> _待办任务_:
• 1. 判断以下三项说法是否与相似度预估示例相符，每项回答“是”或“否”，并原样引用示例中起决定作用的文字：(a) 获取题目表征时以DisenQNet为例；(b) 题目数据文件的格式是每行一道题目文本；(c) 题目表征最终保存为CSV文件。
• 2. 请从相似度预估示例最后一行之后接着写，给出其后续内容。

> _文档片段_:
────────────────────────────────────────
# 下游任务Demo：相似度预估

In [None]:
import os
import numpy as np
import pandas as pd
import pickle
import faiss
import time
from tqdm import tqdm
from scipy.stats import pearsonr, spearmanr
from sklearn.metrics.pairwise import paired_cosine_distances

In [None]:
os.environ['CUDA_VISIBLE_DEVICES'] = '0'

## 1. 获取题目表征

In [None]:
# 读取相似度预估下游任务题目数据，格式：每行一道题目文本
with open({'path/to/your/data/math.tsv'}, 'r') as f:
    lines = f.readlines()
ques = []
for line in lines:
    ques.append(line.strip('\n'))

In [None]:
# 以DisenQNet为例

from EduNLP.Pretrain import DisenQTokenizer
from EduNLP.Vector import DisenQModel

path = "/path/to/disenqnet/checkpoint"
tokenizer = DisenQTokenizer.from_pretrained(path)
t2v = DisenQModel(path, device="cuda")

In [None]:
ques_emb = []
with np.errstate(all='raise'):
    for i, text in enumerate(tqdm(ques)):
        encodes = tokenizer([text], key=lambda x: x)
        emb = t2v.infer_vector(encodes, key=lambda x: x["stem"], vector_type="k").detach().cpu().reshape(-1).numpy()
        ques_emb.append(emb)
ques_emb = np.array(ques_emb)
ques_emb.shape

In [None]:
with open('./cache/disenq_300_embs.pkl', 'wb') as f:
    pickle.dump(ques_emb, f)

## 2. 相似度预估 Ranking

In [None]:
# 读取数据
sim = pd.read_csv('/path/to/your/data/similarity.csv')
test_id1 = []
test_id2 = []
labels = []
for i, line in sim.iterrows():
    id1, id2, _, _, _, sim = line
    try:
        idx1 = id1-1
        idx2 = id2-1
        score = sum([int(x) for x in sim.split('|')]) / 3
        test_id1.append(idx1)
        test_id2.append(idx2)
────────────────────────────────────────
> _给定数据_:

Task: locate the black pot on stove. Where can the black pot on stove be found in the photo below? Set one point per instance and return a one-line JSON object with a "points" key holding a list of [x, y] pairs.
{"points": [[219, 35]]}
────────────────────────────────────────
> _练习结果_:
• 1.
(a) 是：“# 以DisenQNet为例”
(b) 是：“格式：每行一道题目文本”
(c) 否：“with open('./cache/disenq_300_embs.pkl', 'wb') as f:”

• 2.
        labels.append(score)
    except:
        print(id1, id2, score)
np.array(labels)

In [None]:
def compute_ranking_metrics(ques_emb):
    ques_emb1 = ques_emb[test_id1]
    ques_emb2 = ques_emb[test_id2]
    cosine_scores = 1 - (paired_cosine_distances(ques_emb1, ques_emb2))
    pearson_cosine, _ = pearsonr(labels, cosine_scores)
    spearman_cosine, _ = spearmanr(labels, cosine_scores)
    print(f'Pearson: {pearson_cosine:.4f}, Spearman: {spearman_cosine:.4f}')

In [None]:
# 读取Step1中保存的题目表征
with open('./cache/disenq_300_embs.pkl', 'rb') as f:
    embs = pickle.load(f)

In [None]:
compute_ranking_metrics(embs)

## 3. 相似度预估 Recall

In [None]:
# 读取Step1中保存的题目表征
with open('./cache/disenq_300_embs.pkl', 'rb') as f:
    embs = pickle.load(f)

norm_embs = embs / (np.linalg.norm(embs, ord=2, axis=-1, keepdims=True) + 1e-12)
norm_embs = norm_embs.astype('float32')

In [None]:
dim = norm_embs.shape[-1]
param = 'IVF512,PQ15'
measure = faiss.METRIC_L2
index = faiss.index_factory(dim, param, measure)
index.train(norm_embs)
index.add(norm_embs)
faiss.write_index(index, './index/disenq.index')

In [None]:
# 读取数据并按照recall任务进行处理
sim = pd.read_csv('/path/to/your/data/similarity.csv')
query = {}
for i, line in sim.iterrows():
    id1, id2, _, _, _, sim = line
    id1 = int(id1)
    id2 = int(id2)
    score = sum([int(x) for x in sim.split('|')]) / 3
    if score >= 5:
        if id1 in query:
            query[id1].append((id2, score))
        else:
            query[id1] = [(id2, score)]
        if id2 in query:
            query[id2].append((id1, score))
        else:
            query[id2] = [(id1, score)]
for k in query:
    query[k].sort(key=lambda x: x[1], reverse=True)

In [None]:
def compute_recall_metrics(query, result, p=100):
    total_hr, total_ndcg = 0, 0
    for k, v in query.items():
        res = result[k][:p]
        hit, dcg, idcg = 0, 0, 0
        for i, (label, score) in enumerate(v):
            idcg += (2 ** score - 1) / np.log2(i + 2)
            if label in res:
                hit += 1
                dcg += (2 ** score - 1) / np.log2(res.index(label) + 2)
        total_hr += (hit / len(v))
        total_ndcg += (dcg / idcg)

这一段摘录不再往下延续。